* START MATERIAL FOR THIS TASK *

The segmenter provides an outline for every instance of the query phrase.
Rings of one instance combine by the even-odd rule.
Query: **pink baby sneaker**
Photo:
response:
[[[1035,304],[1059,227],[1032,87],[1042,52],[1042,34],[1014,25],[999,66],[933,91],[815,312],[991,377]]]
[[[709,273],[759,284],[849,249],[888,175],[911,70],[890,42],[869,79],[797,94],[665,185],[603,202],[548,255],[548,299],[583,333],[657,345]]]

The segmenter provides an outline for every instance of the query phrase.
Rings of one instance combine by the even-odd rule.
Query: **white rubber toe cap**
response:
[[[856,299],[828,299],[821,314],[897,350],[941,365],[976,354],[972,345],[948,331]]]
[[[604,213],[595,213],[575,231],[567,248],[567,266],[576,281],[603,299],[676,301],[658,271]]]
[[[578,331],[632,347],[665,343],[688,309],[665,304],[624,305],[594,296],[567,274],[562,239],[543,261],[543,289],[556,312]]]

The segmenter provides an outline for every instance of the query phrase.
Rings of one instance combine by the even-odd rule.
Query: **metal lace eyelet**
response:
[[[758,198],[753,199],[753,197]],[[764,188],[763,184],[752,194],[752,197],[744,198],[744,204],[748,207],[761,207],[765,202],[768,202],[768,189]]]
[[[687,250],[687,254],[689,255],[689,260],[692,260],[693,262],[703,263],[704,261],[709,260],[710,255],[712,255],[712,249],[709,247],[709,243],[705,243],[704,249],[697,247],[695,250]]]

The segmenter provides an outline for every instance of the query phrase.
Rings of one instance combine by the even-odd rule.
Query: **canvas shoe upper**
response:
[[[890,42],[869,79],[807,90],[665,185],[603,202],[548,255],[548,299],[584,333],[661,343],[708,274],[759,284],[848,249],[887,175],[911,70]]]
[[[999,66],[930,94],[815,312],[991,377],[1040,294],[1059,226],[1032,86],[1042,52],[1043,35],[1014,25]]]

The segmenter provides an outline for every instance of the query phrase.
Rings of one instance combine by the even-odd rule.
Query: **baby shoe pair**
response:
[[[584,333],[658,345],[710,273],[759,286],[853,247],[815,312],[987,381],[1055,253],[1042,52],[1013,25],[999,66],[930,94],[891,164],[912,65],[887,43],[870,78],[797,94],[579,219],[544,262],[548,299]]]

* END MATERIAL FOR THIS TASK *

DIRECTIONS: Print again each line of the listing above, exactly as it appears.

WORKED SOLUTION:
The segmenter provides an outline for every instance of the query phrase.
Rings of one instance combine by the even-odd rule.
Query: **pink baby sneaker**
Photo:
response:
[[[1035,304],[1059,227],[1032,87],[1042,52],[1042,34],[1014,25],[999,66],[933,91],[815,312],[991,377]]]
[[[709,273],[759,284],[849,249],[888,175],[911,70],[890,42],[869,79],[797,94],[665,185],[603,202],[548,255],[548,299],[583,333],[657,345]]]

The segmenter provides an outline for every instance of the query phrase.
Rings of one instance combine by the even-odd rule.
Query: **white rubber toe cap**
response:
[[[856,299],[828,299],[821,314],[897,350],[941,365],[976,354],[972,345],[948,331]]]
[[[604,213],[595,213],[575,231],[567,248],[567,266],[576,281],[603,299],[676,301],[658,271]]]
[[[578,331],[632,347],[665,343],[688,309],[665,304],[624,305],[594,296],[567,274],[562,239],[543,261],[543,289],[556,312]]]

The segmenter provides an outline for every instance of the query phrase.
Rings of one instance combine by the even-odd rule.
Query: **metal lace eyelet**
response:
[[[758,198],[753,199],[753,197]],[[764,188],[763,184],[752,194],[752,197],[744,198],[744,204],[748,207],[761,207],[765,202],[768,202],[768,189]]]
[[[687,250],[687,254],[689,255],[689,260],[692,260],[693,262],[703,263],[704,261],[709,260],[710,255],[712,255],[712,249],[709,247],[709,243],[705,243],[704,249],[697,247],[695,250]]]

The segmenter provides an outline for every instance of the query phrase.
Rings of one instance combine by the even-odd rule.
Query: **canvas shoe upper**
response:
[[[890,42],[869,79],[807,90],[665,185],[603,202],[548,255],[548,299],[584,333],[661,343],[708,274],[759,284],[848,249],[887,175],[911,70]]]
[[[999,66],[930,94],[815,312],[991,377],[1040,294],[1059,226],[1032,86],[1042,52],[1043,35],[1014,25]]]

The segmenter provides an outline for every instance of the query phrase.
Rings of one instance combine by the even-odd rule.
Query: **baby shoe pair**
response:
[[[584,333],[658,345],[710,273],[759,286],[853,247],[815,312],[987,381],[1055,253],[1042,52],[1013,25],[999,66],[930,94],[891,164],[912,65],[887,43],[870,78],[797,94],[579,219],[544,262],[548,299]]]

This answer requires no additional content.